───── Entries
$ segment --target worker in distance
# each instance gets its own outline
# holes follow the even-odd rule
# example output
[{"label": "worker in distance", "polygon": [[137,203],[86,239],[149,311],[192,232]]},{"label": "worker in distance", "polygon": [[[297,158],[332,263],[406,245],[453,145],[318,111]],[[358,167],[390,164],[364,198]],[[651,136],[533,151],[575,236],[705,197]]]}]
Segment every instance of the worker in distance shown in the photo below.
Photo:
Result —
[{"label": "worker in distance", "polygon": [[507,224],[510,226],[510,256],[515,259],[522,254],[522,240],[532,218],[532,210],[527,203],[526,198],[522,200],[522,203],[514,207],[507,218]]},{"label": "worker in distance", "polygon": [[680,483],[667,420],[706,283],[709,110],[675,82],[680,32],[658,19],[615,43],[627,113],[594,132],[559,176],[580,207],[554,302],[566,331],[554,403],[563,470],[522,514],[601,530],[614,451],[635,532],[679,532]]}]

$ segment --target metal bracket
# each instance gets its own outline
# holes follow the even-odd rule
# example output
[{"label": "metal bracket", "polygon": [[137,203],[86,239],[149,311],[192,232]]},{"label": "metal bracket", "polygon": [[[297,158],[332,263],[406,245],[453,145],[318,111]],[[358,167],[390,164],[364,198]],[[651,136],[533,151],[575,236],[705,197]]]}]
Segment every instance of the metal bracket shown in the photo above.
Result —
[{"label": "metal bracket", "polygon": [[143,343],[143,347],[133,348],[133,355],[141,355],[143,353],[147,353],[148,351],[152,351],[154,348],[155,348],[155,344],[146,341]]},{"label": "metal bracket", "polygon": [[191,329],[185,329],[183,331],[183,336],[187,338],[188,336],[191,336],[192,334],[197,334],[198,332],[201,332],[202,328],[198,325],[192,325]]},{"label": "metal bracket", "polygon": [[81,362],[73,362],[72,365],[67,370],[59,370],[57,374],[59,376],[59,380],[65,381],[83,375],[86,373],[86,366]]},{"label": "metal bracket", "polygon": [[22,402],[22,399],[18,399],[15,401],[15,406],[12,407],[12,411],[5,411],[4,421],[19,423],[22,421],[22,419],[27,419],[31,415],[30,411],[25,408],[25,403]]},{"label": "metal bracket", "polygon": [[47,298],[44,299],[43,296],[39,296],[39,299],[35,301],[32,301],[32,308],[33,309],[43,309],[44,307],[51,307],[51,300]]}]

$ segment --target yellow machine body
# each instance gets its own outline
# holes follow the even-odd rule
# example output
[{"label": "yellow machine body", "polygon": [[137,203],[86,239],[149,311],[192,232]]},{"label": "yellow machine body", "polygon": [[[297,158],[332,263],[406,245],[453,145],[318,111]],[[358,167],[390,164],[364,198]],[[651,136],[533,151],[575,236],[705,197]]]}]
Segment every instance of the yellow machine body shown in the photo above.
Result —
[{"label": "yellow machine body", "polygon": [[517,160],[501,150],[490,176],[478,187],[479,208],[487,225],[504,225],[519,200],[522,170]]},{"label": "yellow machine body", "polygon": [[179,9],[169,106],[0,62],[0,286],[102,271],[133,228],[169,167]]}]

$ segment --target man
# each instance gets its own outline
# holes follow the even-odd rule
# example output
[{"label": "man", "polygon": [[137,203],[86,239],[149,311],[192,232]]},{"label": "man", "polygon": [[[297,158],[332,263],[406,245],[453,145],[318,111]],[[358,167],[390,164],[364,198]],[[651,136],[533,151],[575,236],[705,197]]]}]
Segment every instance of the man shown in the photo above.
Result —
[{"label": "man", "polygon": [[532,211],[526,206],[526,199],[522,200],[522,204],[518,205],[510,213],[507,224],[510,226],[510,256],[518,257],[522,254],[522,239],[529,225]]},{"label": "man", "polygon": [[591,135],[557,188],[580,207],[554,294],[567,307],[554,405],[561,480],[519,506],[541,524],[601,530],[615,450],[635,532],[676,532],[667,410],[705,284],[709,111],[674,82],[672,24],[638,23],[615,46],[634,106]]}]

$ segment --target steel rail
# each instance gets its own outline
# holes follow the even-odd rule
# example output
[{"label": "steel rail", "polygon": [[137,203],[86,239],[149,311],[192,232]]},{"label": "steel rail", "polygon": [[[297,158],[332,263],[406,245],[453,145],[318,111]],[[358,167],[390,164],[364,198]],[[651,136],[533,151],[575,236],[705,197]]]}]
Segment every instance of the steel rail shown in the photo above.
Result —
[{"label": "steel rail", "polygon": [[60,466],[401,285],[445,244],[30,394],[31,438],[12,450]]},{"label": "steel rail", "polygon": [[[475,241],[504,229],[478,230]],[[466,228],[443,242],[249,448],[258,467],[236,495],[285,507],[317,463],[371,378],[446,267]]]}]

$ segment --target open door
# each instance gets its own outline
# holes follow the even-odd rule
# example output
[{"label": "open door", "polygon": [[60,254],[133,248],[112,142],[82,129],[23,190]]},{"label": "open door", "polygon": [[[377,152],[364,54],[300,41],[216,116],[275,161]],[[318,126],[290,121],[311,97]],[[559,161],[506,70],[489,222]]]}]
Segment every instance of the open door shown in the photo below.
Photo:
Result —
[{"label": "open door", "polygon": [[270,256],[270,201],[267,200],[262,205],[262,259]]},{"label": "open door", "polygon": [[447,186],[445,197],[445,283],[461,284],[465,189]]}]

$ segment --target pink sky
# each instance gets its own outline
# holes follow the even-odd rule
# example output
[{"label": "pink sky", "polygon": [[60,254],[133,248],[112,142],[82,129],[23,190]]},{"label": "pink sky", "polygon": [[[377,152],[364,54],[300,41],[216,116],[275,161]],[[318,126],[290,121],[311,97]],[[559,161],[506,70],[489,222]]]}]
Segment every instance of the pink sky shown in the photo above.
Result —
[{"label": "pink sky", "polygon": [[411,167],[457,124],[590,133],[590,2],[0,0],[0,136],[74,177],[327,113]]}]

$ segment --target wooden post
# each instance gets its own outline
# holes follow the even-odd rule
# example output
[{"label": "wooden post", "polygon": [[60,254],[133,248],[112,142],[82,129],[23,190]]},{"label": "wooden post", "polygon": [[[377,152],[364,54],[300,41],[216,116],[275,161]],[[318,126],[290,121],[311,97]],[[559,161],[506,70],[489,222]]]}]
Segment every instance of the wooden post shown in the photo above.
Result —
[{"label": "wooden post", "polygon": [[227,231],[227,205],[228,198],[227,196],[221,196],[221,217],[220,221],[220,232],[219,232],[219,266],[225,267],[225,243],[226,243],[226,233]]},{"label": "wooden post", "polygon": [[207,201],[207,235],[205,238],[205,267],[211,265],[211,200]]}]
──────────
### Work required:
The lines to reproduce run from the line containing "--target open door" to the end of the listing; write them out exactly and add nothing.

### Exercise output:
$ segment --target open door
# each instance gets its own outline
# holes follow the even-odd rule
# example output
[{"label": "open door", "polygon": [[60,254],[133,248],[112,142],[82,129],[23,190]]},{"label": "open door", "polygon": [[[377,152],[364,54],[300,41],[216,116],[275,161]],[[318,126],[290,121],[311,97]],[[559,161],[506,70],[489,222]]]}]
Segment every instance of the open door shown in the photo below.
Photo:
Result —
[{"label": "open door", "polygon": [[270,256],[270,201],[267,200],[262,205],[262,259]]},{"label": "open door", "polygon": [[447,186],[445,197],[445,283],[461,284],[465,189]]}]

$ segment --target pink sky
# each instance gets its own outline
# holes follow the even-odd rule
# example output
[{"label": "pink sky", "polygon": [[60,254],[133,248],[112,142],[82,129],[23,190]]},{"label": "pink sky", "polygon": [[[377,152],[364,54],[300,41],[216,116],[275,161]],[[318,126],[290,121],[311,97]],[[559,161],[506,70],[489,222]]]}]
Segment every instance of the pink sky shown in the photo above.
Result —
[{"label": "pink sky", "polygon": [[411,167],[457,124],[590,133],[590,2],[0,0],[0,136],[74,177],[327,113]]}]

$ segment --target wooden post
# each instance gets its own outline
# holes follow the even-odd rule
# example output
[{"label": "wooden post", "polygon": [[60,254],[133,248],[112,142],[82,129],[23,190]]},{"label": "wooden post", "polygon": [[[377,152],[364,54],[300,41],[216,116],[275,161]],[[318,126],[290,121],[311,97]],[[559,161],[506,70],[489,222]]]}]
Segment every instance of the wooden post shown in the photo above.
Result —
[{"label": "wooden post", "polygon": [[227,231],[227,205],[228,198],[227,196],[221,196],[221,217],[220,221],[220,232],[219,232],[219,266],[225,267],[225,243],[226,243],[226,233]]},{"label": "wooden post", "polygon": [[207,201],[207,235],[205,238],[205,267],[211,265],[211,200]]}]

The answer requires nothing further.